Page extract
◇ ◇ ◇
Café Coffee Day founder VG Siddhartha’s suicide — perhaps the first recent case where a large promoter has succumbed to the pressure of financial distress — has shaken the world of business and so many others who were familiar with his outlets in a more everyday sense. But it has also shown up serious faultlines in the government-business interface. In his July 27 letter, Siddhartha has quite unambiguously spelt out harassment by income-tax authorities and pressure from private equity (PE) investors, who wanted him to buy back their stake, as factors that pushed him to the brink. The I-T department has contended that it has followed due process, but that is less than convincing. There is a growing sense that businesses are being targeted if not ‘terrorised’ by tax authorities, with a political element often thrown in.
◇ ◇ ◇
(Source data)
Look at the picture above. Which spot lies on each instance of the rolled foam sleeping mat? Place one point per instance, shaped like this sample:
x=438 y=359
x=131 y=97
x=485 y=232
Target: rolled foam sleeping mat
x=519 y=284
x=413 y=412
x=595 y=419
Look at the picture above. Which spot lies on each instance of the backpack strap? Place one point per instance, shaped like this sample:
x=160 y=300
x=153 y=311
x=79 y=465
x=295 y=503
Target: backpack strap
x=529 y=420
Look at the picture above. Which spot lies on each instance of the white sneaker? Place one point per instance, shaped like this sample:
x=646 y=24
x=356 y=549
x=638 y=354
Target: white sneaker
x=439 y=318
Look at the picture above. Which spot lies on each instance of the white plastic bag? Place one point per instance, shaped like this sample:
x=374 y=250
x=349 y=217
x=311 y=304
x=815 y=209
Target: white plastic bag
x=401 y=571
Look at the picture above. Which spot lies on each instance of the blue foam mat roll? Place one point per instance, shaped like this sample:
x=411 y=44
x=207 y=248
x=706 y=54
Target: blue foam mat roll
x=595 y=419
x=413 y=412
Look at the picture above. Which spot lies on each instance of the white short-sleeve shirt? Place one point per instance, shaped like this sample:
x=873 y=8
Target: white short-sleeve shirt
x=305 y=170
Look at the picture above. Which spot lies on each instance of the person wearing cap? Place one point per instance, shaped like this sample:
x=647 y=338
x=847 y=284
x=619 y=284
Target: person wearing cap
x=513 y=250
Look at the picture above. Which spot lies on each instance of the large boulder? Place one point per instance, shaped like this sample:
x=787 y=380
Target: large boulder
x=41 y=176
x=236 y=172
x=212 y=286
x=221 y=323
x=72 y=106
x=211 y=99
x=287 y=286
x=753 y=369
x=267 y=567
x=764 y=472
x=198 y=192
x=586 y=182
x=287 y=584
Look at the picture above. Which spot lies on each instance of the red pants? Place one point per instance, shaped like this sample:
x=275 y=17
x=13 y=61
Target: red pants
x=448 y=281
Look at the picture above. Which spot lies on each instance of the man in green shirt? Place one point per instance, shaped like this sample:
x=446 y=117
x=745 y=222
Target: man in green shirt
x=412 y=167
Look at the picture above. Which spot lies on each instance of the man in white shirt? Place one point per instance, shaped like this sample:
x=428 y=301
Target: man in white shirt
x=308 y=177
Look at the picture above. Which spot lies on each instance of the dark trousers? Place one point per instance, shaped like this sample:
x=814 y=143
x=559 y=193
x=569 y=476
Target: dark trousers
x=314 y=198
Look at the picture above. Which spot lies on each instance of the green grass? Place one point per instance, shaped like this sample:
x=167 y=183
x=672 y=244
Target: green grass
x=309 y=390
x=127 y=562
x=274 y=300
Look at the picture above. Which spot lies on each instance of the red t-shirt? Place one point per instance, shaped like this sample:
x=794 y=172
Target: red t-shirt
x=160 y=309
◇ ◇ ◇
Problems to work on
**a)** Summarize the passage on VG Siddhartha's suicide in two sentences.
**b)** Using the passage on VG Siddhartha's suicide, decide whether each statement agrees with it. Answer yes or no for each, and quote the deciding words. (i) Siddhartha's letter was dated July 27. (ii) The private equity investors wanted to sell their stake to other buyers. (iii) The passage finds the I-T department's claim of due process convincing.
**c)** Return the part of the passage on VG Siddhartha's suicide that opens with the words containing "Café Coffee Day" and closes with "often thrown in.".
The records play no part in the tasks.

Written responses
**a)** The suicide of Café Coffee Day founder VG Siddhartha has shaken the business world and revealed serious faultlines in the government-business interface. His July 27 letter blamed harassment by income-tax authorities and pressure from private equity investors who wanted him to buy back their stake, and the I-T department's claim that it followed due process is called less than convincing.

**b)**
(i) Yes: "In his July 27 letter"
(ii) No: "who wanted him to buy back their stake"
(iii) No: "but that is less than convincing"

**c)**
Café Coffee Day founder VG Siddhartha’s suicide — perhaps the first recent case where a large promoter has succumbed to the pressure of financial distress — has shaken the world of business and so many others who were familiar with his outlets in a more everyday sense. But it has also shown up serious faultlines in the government-business interface. In his July 27 letter, Siddhartha has quite unambiguously spelt out harassment by income-tax authorities and pressure from private equity (PE) investors, who wanted him to buy back their stake, as factors that pushed him to the brink. The I-T department has contended that it has followed due process, but that is less than convincing. There is a growing sense that businesses are being targeted if not ‘terrorised’ by tax authorities, with a political element often thrown in.